── DATASET RECORDS ──

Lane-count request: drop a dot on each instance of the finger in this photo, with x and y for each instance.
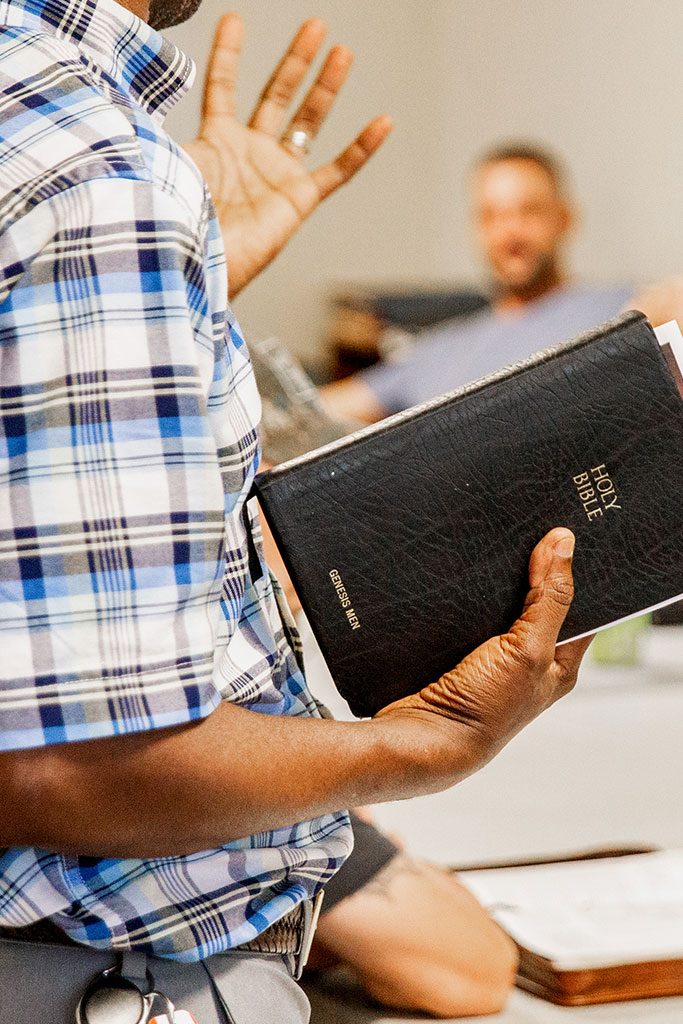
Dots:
(221, 80)
(339, 171)
(319, 98)
(288, 76)
(551, 588)
(569, 655)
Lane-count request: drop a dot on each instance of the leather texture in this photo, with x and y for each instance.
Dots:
(425, 522)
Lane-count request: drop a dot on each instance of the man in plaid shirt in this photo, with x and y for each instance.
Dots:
(153, 707)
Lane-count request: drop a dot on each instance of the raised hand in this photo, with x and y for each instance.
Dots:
(260, 184)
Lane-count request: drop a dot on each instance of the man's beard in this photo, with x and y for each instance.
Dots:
(544, 275)
(164, 13)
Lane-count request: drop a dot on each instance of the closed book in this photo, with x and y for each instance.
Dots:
(603, 928)
(409, 541)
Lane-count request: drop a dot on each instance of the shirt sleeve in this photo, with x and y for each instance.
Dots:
(112, 505)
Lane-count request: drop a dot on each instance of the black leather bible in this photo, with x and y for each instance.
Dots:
(409, 542)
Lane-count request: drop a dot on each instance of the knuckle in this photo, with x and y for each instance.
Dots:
(524, 649)
(560, 589)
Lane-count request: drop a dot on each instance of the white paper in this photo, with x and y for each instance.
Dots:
(590, 913)
(670, 334)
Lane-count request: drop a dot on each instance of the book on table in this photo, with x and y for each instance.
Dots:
(408, 542)
(596, 930)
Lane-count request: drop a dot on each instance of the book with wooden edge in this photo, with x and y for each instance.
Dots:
(598, 928)
(408, 542)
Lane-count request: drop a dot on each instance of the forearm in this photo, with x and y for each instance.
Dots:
(232, 774)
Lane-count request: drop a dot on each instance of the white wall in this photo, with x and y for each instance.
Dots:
(382, 226)
(601, 81)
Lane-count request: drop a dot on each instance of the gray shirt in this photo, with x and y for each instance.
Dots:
(466, 348)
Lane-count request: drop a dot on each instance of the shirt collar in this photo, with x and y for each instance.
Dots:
(154, 72)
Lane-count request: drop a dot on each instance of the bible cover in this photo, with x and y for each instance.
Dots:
(409, 541)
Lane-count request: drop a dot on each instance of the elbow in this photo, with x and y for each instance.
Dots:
(451, 992)
(28, 786)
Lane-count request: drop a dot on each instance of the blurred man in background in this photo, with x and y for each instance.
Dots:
(523, 217)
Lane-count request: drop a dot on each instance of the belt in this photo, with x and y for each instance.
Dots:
(291, 936)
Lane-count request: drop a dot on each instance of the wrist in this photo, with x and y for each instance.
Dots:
(427, 752)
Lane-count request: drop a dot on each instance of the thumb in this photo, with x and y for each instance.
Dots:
(551, 585)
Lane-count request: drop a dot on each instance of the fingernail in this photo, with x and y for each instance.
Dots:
(564, 547)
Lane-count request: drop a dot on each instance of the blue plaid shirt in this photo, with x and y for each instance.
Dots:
(128, 434)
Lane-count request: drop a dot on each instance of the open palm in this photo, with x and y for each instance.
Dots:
(259, 182)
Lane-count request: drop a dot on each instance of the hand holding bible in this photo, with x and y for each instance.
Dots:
(508, 681)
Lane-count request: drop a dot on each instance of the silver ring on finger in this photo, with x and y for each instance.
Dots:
(298, 139)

───

--- WHAT YOU HAVE TO DO ---
Leaving the images out, return every record exactly.

--- SOLUTION BELOW ---
Lane-count request: drop a dot on each instance of the finger in this photo, with x and y for each instance.
Dots:
(221, 80)
(339, 171)
(319, 98)
(288, 76)
(551, 588)
(569, 655)
Lane-count request: drop a dot on each instance of the leather texture in this photo, with x and y for each instance.
Dots:
(425, 522)
Lane-count request: drop a dot on each instance of the man in plaid shirt in this photo, with x and y for each instance.
Dots:
(153, 707)
Lane-count request: drop a dot on each instance of the raised hand in this photo, with x and y for each instance.
Dots:
(260, 184)
Lane-count request: drop a dot on each instance of the man's beard in this photo, with x and y for each instance.
Dots:
(544, 275)
(164, 13)
Lane-count request: drop a dot on each instance of the closed book in this photo, with x and y for each instance.
Dots:
(603, 928)
(409, 541)
Lane-count request: drop a dot on each instance of the shirt sleeve in this photo, with x and y for each instance.
Dots:
(112, 505)
Lane-count request: drop a dot on each instance of the black leather bible in this photo, with x and y for each instance.
Dots:
(409, 542)
Lane-count request: drop a dot on each instance of the knuckle in this photo, with x and y for each instance.
Dots:
(524, 649)
(560, 589)
Lane-count request: drop a dot on each instance of the white paper in this photo, with x and y for each instance.
Dots:
(590, 913)
(670, 334)
Lane-count request: drop a dot on each instance of the book on table in this photo, with x and y for each instance.
Dots:
(408, 542)
(596, 930)
Lane-count request: drop a dot on each instance of the book with wooden edge in this photo, with x and y for each instance.
Dots:
(598, 928)
(408, 542)
Lane-count request: drop a dot on each instance of the forearm in this photo, with x and y for each instance.
Dots:
(232, 774)
Lane-count request: drop a dot on each instance of the white wall in this photo, with x and y for each instance.
Dots:
(382, 226)
(601, 81)
Lane-count request: drop a dot on each instance of the gray shirt in this photo, with x and y for each instance.
Dots:
(466, 348)
Lane-count request: drop a dot on each instance of the shirt collar in this photo, with x and y for each instance.
Dots:
(154, 72)
Lane-count request: drop a dot on each instance of the bible cover in this photo, with x and y for each instance.
Dots:
(409, 541)
Lane-count request: drop a dot on each instance of the elbow in this photo, with x and y for each instance.
Dots:
(451, 992)
(28, 786)
Lane-count request: drop a dot on each instance of the blurred man in background in this photo, with x and y for each instance.
Dots:
(523, 217)
Lane-count request: drop a dot on each instance of the belt in this photo, with x and y for each instance.
Dots:
(291, 936)
Lane-count request: drop a dot on each instance of the wrist in this photo, with x and y for each instance.
Dots:
(427, 752)
Lane-count request: drop a dot on each instance of the thumb in this photo, with x and y for each instance.
Dots:
(551, 585)
Lane-count request: drop a dot on each instance of the fingernail in this photo, with x and y for each instance.
Dots:
(564, 547)
Lane-count request: drop a dot on each instance of the blue plaid shirt in this photo, with x and y for each instance.
Dots:
(128, 434)
Lane-count request: drop a dot on each instance of the open palm in this photo, with x and y for each instance.
Dots:
(259, 182)
Lane-count request: drop a dot on each instance of the hand holding bible in this photo, with x and y for each instance.
Dots:
(508, 681)
Lane-count request: drop a dot on each instance of the silver ring on finger in this photo, with x and y for each instance.
Dots:
(298, 139)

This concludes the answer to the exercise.